• _Material for this task_

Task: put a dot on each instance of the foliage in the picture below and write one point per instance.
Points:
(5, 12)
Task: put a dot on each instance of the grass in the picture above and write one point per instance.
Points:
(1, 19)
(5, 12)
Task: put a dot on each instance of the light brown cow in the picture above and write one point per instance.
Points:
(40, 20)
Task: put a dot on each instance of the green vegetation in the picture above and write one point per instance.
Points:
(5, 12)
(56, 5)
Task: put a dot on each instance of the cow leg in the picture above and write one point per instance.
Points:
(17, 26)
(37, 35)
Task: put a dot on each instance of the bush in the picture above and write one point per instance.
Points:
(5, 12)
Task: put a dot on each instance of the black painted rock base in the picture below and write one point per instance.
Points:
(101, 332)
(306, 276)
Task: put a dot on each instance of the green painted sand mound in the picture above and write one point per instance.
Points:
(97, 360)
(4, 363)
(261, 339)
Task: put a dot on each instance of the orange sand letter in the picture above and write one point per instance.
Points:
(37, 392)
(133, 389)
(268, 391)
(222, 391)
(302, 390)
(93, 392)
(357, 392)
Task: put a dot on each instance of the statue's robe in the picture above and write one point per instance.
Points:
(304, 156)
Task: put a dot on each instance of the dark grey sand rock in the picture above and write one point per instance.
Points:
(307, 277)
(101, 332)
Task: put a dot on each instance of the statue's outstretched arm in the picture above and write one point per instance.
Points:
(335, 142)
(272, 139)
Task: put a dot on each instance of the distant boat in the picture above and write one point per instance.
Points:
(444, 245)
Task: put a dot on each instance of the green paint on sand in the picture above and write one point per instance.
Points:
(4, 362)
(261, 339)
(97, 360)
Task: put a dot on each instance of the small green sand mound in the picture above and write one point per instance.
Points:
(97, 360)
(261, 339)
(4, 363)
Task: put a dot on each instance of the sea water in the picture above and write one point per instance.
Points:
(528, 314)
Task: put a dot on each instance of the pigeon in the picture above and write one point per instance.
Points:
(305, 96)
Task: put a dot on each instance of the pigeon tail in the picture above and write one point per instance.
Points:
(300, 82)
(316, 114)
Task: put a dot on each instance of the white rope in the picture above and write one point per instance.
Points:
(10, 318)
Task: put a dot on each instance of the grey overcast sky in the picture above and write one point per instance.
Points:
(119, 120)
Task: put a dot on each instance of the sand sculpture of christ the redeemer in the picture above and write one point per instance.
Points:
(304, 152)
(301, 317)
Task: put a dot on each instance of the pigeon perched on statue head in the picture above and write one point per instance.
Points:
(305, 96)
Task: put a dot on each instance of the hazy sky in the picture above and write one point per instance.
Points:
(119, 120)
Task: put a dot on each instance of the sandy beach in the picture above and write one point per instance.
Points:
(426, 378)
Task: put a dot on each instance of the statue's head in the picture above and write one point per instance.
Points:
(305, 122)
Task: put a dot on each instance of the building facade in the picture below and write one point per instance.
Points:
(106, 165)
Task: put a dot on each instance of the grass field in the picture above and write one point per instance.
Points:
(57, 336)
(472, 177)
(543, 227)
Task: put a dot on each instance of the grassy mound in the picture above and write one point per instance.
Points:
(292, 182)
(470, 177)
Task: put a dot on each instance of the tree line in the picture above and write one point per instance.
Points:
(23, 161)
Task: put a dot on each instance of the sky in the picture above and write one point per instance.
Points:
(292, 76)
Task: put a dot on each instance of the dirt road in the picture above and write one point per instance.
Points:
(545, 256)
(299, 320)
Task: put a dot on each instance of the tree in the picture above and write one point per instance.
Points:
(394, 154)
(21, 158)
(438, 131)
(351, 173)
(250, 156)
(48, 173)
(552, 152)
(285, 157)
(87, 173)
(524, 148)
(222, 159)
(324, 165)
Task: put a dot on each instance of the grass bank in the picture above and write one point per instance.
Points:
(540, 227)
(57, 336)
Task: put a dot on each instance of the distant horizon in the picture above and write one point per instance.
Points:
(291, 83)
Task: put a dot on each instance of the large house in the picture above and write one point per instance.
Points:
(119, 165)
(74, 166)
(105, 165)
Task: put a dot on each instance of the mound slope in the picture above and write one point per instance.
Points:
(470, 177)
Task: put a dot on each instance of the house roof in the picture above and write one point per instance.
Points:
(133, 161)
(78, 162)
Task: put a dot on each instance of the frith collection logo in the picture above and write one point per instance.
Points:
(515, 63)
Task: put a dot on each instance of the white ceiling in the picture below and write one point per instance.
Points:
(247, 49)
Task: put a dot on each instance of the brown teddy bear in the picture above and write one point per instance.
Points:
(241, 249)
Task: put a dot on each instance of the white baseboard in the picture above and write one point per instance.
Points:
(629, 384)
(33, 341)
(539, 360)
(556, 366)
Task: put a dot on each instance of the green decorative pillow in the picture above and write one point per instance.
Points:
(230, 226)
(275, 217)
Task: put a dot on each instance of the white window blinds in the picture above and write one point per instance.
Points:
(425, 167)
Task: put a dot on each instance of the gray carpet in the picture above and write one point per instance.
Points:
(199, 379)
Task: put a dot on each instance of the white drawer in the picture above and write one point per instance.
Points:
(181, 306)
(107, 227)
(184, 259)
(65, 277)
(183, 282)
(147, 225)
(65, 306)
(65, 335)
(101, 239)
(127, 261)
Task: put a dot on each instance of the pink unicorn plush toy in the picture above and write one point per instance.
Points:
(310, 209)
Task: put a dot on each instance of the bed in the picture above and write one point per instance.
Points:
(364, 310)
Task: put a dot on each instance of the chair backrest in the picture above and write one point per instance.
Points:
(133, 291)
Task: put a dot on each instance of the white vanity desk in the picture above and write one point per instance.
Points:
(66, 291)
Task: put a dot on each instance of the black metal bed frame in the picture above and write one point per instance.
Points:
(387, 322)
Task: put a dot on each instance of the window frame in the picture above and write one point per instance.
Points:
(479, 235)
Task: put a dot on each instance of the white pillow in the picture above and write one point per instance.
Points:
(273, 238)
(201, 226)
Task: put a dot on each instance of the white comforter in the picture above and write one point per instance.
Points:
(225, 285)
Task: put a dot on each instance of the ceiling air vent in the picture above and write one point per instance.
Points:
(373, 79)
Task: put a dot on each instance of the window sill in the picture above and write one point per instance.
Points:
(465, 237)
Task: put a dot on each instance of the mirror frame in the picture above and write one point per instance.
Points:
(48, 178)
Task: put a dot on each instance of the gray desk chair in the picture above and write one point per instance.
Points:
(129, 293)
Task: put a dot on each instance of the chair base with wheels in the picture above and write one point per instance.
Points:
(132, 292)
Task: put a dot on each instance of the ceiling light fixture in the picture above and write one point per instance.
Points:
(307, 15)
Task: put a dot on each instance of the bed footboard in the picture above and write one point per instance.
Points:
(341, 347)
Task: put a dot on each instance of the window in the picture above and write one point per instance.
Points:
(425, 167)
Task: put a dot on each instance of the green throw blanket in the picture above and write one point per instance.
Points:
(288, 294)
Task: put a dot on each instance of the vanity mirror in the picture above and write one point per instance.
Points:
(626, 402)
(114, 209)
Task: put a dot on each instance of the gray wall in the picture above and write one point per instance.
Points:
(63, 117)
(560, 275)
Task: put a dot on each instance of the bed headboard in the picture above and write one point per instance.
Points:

• _Exercise prompt_
Write the material above out in full, exactly as it reads.

• _Answer area_
Task: put a dot on each instance of the foliage in the picture below and write one point per instance.
Points:
(5, 12)
Task: put a dot on each instance of the grass in the picture above and write one point per instance.
Points:
(1, 19)
(5, 12)
Task: put a dot on each instance of the light brown cow in the picture above and write one point per instance.
Points:
(40, 20)
Task: put a dot on each instance of the green vegetation in the picture above and write one point per instance.
Points:
(5, 12)
(56, 5)
Task: put a dot on each instance of the cow leg in the picture above and write one point per instance.
Points:
(17, 26)
(37, 35)
Task: put a dot on each instance of the bush in the picture above and write one point per instance.
Points:
(5, 12)
Task: put a dot on each instance of the black painted rock base in the picture below and write one point per instance.
Points:
(101, 332)
(306, 276)
Task: put a dot on each instance of the green painted sand mound in the picture above and write one point per instance.
Points:
(97, 360)
(4, 363)
(261, 339)
Task: put a dot on each instance of the orange sand letter in the picture above and write one point per instance.
Points:
(37, 392)
(133, 389)
(268, 391)
(222, 391)
(302, 390)
(93, 392)
(357, 392)
Task: put a dot on each instance of the statue's robe in the picture above and write one point per instance.
Points:
(304, 156)
Task: put a dot on each instance of the dark grey sand rock in the picture above and write one point per instance.
Points:
(307, 277)
(101, 332)
Task: put a dot on each instance of the statue's outstretched arm in the picture above and write one point per instance.
Points:
(335, 142)
(272, 139)
Task: put a dot on each instance of the distant boat in the picture above and write one point per instance.
Points:
(444, 245)
Task: put a dot on each instance of the green paint on sand in the picture above and write one point per instance.
Points:
(4, 362)
(261, 339)
(97, 360)
Task: put a dot on each instance of the small green sand mound in the picture above and write one point per instance.
Points:
(97, 360)
(261, 339)
(4, 363)
Task: put a dot on each instance of the sea water in the picture above and write one point per instance.
Points:
(528, 314)
Task: put a dot on each instance of the pigeon in the picture above and write one point per instance.
Points:
(305, 96)
Task: put a dot on each instance of the pigeon tail in the picture above and write one point per instance.
Points:
(300, 82)
(316, 114)
Task: put a dot on each instance of the white rope in the picture above and write one point per instance.
Points:
(10, 318)
Task: put a dot on each instance of the grey overcast sky in the picture above and write one point per instance.
Points:
(119, 120)
Task: put a dot on each instance of the sand sculpture of christ the redeemer in the picture above and write one point per instance.
Points:
(304, 152)
(301, 317)
Task: put a dot on each instance of the pigeon perched on statue head in the picture above and write one point per instance.
Points:
(305, 96)
Task: put a dot on each instance of the hazy sky in the picture above and write one point per instance.
Points:
(119, 120)
Task: put a dot on each instance of the sandy beach in the picture above and write one point per instance.
Points:
(426, 378)
Task: put a dot on each instance of the statue's head in the picture above and write one point per instance.
Points:
(305, 122)
Task: put a dot on each instance of the building facade in the picture below and write one point per instance.
Points:
(106, 165)
Task: put a dot on each instance of the grass field in the picture above and write one point per instance.
Points:
(57, 336)
(472, 177)
(543, 227)
Task: put a dot on each instance of the grassy mound in the picture above and write one point per instance.
Points:
(292, 182)
(470, 177)
Task: put a dot on each instance of the tree line in the picture above and write one point per instance.
Points:
(23, 161)
Task: put a dot on each instance of the sky in the picture above and write one point per instance.
Points:
(292, 76)
Task: put a dot on each instance of the dirt road in the picture above and write one point per instance.
Points:
(545, 256)
(299, 320)
Task: put a dot on each instance of the tree in the picture above and write one point per instance.
Points:
(394, 154)
(21, 158)
(438, 131)
(351, 173)
(250, 156)
(48, 173)
(552, 152)
(285, 157)
(87, 173)
(524, 148)
(222, 159)
(324, 165)
Task: put a dot on each instance of the grass bank in the picture above and write one point per instance.
Points:
(540, 227)
(57, 336)
Task: put a dot on each instance of the distant horizon in the picture above and write one point per instance.
Points:
(291, 83)
Task: put a dot on each instance of the large house in the picture above and write one point per instance.
Points:
(119, 165)
(74, 166)
(105, 165)
Task: put a dot on each instance of the mound slope in the picture above and write one point per instance.
Points:
(470, 177)
Task: put a dot on each instance of the house roof in the picture above and write one point per instance.
Points:
(133, 161)
(78, 162)
Task: put a dot on each instance of the frith collection logo in the picture above and write one point per instance.
Points:
(515, 63)
Task: put a dot on each instance of the white ceiling in the picture below and write one point per instance.
Points:
(247, 49)
Task: put a dot on each instance of the brown teddy bear in the picture above and write one point per instance.
Points:
(241, 249)
Task: put a dot on each instance of the white baseboard in the picture above and write one point per instance.
Points:
(629, 384)
(33, 341)
(539, 360)
(556, 366)
Task: put a dot on each instance of the green decorative pillow in the picture above and write one point per instance.
Points:
(230, 226)
(275, 217)
Task: put a dot on each instance of the white window blinds in the picture above and write one point per instance.
Points:
(425, 167)
Task: put a dot on each instance of the gray carpet in the picture above and write one point per instance.
Points:
(199, 379)
Task: put a dot on each instance of the white drawer in the picture above and write one point per instance.
Points:
(181, 306)
(107, 227)
(184, 259)
(65, 277)
(183, 282)
(147, 225)
(65, 306)
(65, 335)
(101, 239)
(127, 261)
Task: put a dot on each instance of the pink unicorn plush toy in the picture above and write one point per instance.
Points:
(310, 209)
Task: put a dot on each instance of the bed in the picture above and write one point per instance.
Points:
(364, 310)
Task: put a dot on each instance of the chair backrest in the picture above and write one point per instance.
Points:
(133, 291)
Task: put a dot on each instance of the white vanity desk in the picture above and write one point per instance.
Points:
(66, 291)
Task: put a dot on each instance of the black metal bed frame in the picture above and write one point per instance.
Points:
(387, 322)
Task: put a dot on each instance of the window frame in the picture above and write one point per instance.
Points:
(479, 235)
Task: put a dot on each instance of the white pillow in the picture above and write one point per instance.
Points:
(273, 238)
(201, 226)
Task: put a dot on each instance of the white comforter in the picture above and write one point per instance.
Points:
(225, 285)
Task: put a dot on each instance of the ceiling air vent in the picture above and write one point per instance.
Points:
(373, 79)
Task: put a dot on each instance of the window sill in the picture above and write one point per instance.
Points:
(465, 237)
Task: put a dot on each instance of the mirror frame in the picture above and write one point per instance.
Points:
(48, 178)
Task: put a dot on each instance of the gray desk chair in the picture above and write one point per instance.
Points:
(129, 293)
Task: put a dot on each instance of the chair base with wheels in the picture above and write one point per instance.
Points:
(132, 292)
Task: put a dot on each instance of the ceiling light fixture in the picture above and write one point per instance.
Points:
(307, 15)
Task: put a dot on each instance of the bed footboard in the picture above and write one point per instance.
Points:
(341, 347)
Task: put a dot on each instance of the window in the picture above and write one point per instance.
Points:
(425, 167)
Task: put a dot on each instance of the green throw blanket in the picture above and write one point per instance.
Points:
(288, 294)
Task: put a dot on each instance of the vanity mirror in the picture above and write one point per instance.
Points:
(626, 402)
(114, 209)
Task: put a dot on each instance of the gray wall in the picture above and write one point per instance.
Points:
(63, 117)
(560, 275)
Task: put a dot on each instance of the bed headboard in the picture above and write one point per instance.
Points:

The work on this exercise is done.